=== Task material ===

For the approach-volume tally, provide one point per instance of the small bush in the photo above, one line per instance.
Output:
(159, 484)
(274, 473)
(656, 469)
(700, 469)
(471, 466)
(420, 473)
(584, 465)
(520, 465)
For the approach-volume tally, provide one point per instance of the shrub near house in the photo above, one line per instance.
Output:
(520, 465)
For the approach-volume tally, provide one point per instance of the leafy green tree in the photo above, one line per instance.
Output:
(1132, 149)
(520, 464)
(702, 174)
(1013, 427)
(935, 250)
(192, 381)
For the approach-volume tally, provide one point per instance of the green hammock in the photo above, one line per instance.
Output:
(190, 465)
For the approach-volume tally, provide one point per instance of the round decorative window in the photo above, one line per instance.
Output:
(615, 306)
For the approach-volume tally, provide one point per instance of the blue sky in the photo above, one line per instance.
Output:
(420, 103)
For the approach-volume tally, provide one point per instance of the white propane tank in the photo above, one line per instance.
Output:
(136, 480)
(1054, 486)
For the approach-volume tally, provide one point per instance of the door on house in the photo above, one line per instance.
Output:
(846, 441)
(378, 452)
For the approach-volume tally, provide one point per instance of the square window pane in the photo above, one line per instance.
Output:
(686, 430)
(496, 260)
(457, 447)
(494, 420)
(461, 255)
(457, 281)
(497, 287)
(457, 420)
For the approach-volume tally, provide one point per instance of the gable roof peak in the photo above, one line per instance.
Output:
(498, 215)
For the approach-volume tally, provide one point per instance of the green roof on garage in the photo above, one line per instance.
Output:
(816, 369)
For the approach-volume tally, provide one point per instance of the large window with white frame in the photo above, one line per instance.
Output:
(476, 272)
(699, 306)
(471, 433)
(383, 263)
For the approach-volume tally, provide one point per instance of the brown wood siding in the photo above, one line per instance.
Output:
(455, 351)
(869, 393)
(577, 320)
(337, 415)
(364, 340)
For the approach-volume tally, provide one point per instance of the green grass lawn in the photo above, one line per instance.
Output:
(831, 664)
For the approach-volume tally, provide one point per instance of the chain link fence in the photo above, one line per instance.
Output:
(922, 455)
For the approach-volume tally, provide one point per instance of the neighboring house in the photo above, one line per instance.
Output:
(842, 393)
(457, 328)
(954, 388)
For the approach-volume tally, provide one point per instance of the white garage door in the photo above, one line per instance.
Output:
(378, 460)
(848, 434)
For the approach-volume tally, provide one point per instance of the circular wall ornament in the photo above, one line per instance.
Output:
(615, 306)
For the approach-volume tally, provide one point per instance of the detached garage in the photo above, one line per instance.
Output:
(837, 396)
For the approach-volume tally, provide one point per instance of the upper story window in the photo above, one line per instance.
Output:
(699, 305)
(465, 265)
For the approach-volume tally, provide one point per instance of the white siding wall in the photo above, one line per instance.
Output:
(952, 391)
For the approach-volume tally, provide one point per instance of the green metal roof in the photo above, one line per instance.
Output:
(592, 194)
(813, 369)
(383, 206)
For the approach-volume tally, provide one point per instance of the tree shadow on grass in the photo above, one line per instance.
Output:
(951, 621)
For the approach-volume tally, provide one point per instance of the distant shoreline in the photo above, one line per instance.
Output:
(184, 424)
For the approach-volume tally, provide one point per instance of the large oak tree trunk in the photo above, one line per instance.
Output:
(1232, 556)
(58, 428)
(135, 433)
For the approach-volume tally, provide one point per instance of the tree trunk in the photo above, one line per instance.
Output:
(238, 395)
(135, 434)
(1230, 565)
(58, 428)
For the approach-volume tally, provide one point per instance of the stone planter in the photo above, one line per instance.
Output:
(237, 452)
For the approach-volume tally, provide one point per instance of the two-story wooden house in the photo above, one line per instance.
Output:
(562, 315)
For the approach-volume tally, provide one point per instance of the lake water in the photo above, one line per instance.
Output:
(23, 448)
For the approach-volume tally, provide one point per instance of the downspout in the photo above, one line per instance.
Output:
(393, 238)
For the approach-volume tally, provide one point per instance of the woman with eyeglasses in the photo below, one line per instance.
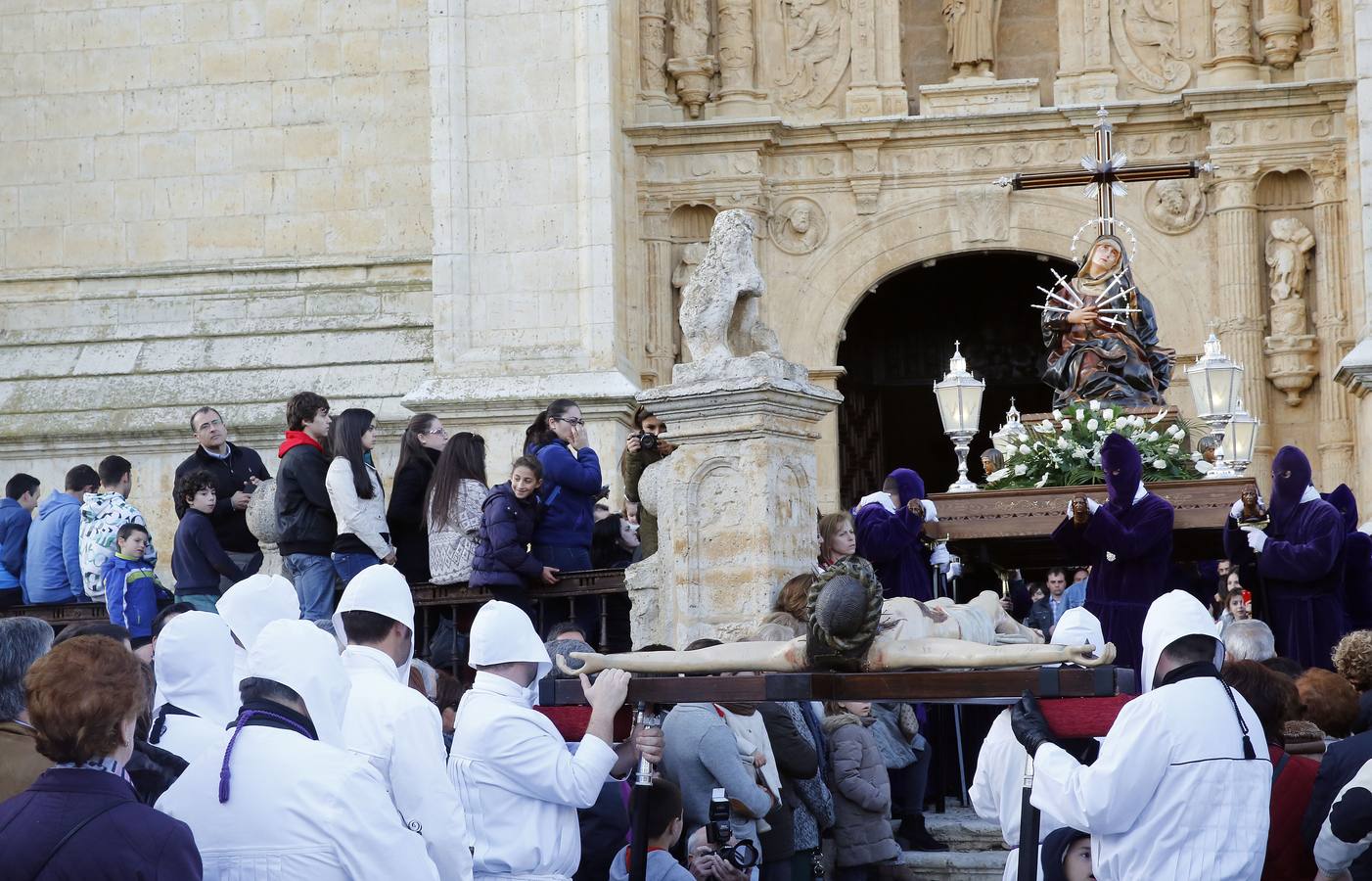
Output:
(571, 486)
(355, 492)
(420, 446)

===

§ Aim of the task: Return each entry exactly as it stands above, apart from any images.

§ Reply to the exercise:
For the approach-volume tally, provide one point per instance of the small bush in the photo above, one line per instance.
Output:
(159, 484)
(274, 473)
(656, 469)
(700, 469)
(471, 466)
(420, 473)
(584, 465)
(520, 465)
For the approach-volume tally, provide one point per instance of the shrub near house in the photo above, one line per instance.
Output:
(520, 465)
For the approach-volume tally, provide one point per instance of the leafy green tree in the photo above, one line per instance.
Output:
(1132, 149)
(520, 464)
(702, 174)
(1013, 427)
(935, 250)
(192, 381)
For the approach-volume tally, provide one point per instance of the green hammock in the photo above, one line per instance.
Output:
(190, 465)
For the approach-volume tally, provide one point per instance of the round decorative window in the photo above, one line per instance.
Output:
(615, 306)
For the approach-volume tally, provide one point per instance of the blue sky in the photo above, one line per instance.
Output:
(420, 103)
For the approach-volume tally, provide one point per instance of the white propane tank in the photo above, one line per instance.
Output:
(136, 480)
(1054, 486)
For the approach-volume tally, provide one point per instance of the door on house in the photo above, one line per instance.
Output:
(846, 441)
(378, 452)
For the approach-volume tally, provide one point per instance of the square window pane in the photo above, one line per instance.
Output:
(686, 430)
(496, 260)
(457, 447)
(494, 420)
(461, 255)
(457, 281)
(497, 287)
(457, 420)
For the approach-volume tally, provide one point per instance of the gable roof peak in the photo above, one line per instance.
Output:
(498, 215)
For the approach-volume tally, provide one point per instance of the green roof on garage in the photo above, one line per instance.
Output:
(816, 369)
For the approach-volume tally, provide one point per instance of the large window with white frame in the photo above, one line per instance.
Output:
(476, 272)
(699, 306)
(471, 433)
(383, 263)
For the approach-volume tally, provide one point per instance of the brown wood siding in the photo above, one line per instance.
Output:
(455, 351)
(869, 393)
(577, 320)
(337, 415)
(364, 340)
For the approach-volume tally, provide one point per instance of the green grass lawn in the photo above, one line per instance.
Output:
(831, 664)
For the approach-volume tally, provide one point per instance of the chain link fence in the photo above, one line per instance.
Output:
(922, 455)
For the approach-volume tally, provide one point per instance of the neighboring house in the photo above, one line per instance.
Output:
(842, 393)
(457, 328)
(954, 388)
For the approach-volume tally, provide one point per instance of the white garage door in the photo above, one line per instance.
Output:
(378, 460)
(848, 434)
For the approach-volume tally, provide one point per instance of the circular wall ornament in the photo above, one line per instance.
Output:
(615, 306)
For the approach-volume tally, provide one point per instance of the detached garage in the photo above, one line per instance.
Output:
(837, 396)
For the approach-volume tally, provide one point per instance of the upper story window in the photo above, one line per instance.
Output:
(699, 305)
(465, 265)
For the approach-volume tally, provide one point per instance of the white siding wall in the photo above, one line per instance.
Output:
(952, 391)
For the approach-volume tally, provide one point per instance of the green metal roof in the photo above, one line per instance.
Output:
(592, 194)
(813, 369)
(383, 206)
For the approach-volume tally, provide one point per instance of the tree shadow on grass in the photo above, one line per instance.
Output:
(951, 621)
For the approach-volume tally, provide one point per instance of the distant shoreline in the photo above, one line per instance.
Output:
(184, 424)
For the approach-volume tally, provide one point per instance of the large oak tree trunk in the photo above, one line per instance.
Output:
(1232, 556)
(58, 428)
(135, 433)
For the approach-volume tally, provide one point per instance of the tree trunk in the photo above, one line per instance.
Output:
(238, 395)
(135, 434)
(1230, 565)
(58, 428)
For the approach-volume tally, provide one point per instance of the stone planter in the photo above, one line per instance.
Output:
(237, 452)
For the approach-volume tally, provide one point per instance of the two-story wooden house in the photo above, one line per instance.
Output:
(562, 315)
For the approach-volume tally, provide one point per instance of the lake water in the photo above, one line per instance.
Output:
(23, 448)
For the approach-volume tally, provide one point per instance of the downspout in the photo above, one line per instance.
Output:
(393, 238)
For the approach-volume tally, provide one point per instance of the woman with eyeglasses in the photo below, one line per instance.
Output:
(571, 486)
(355, 492)
(420, 446)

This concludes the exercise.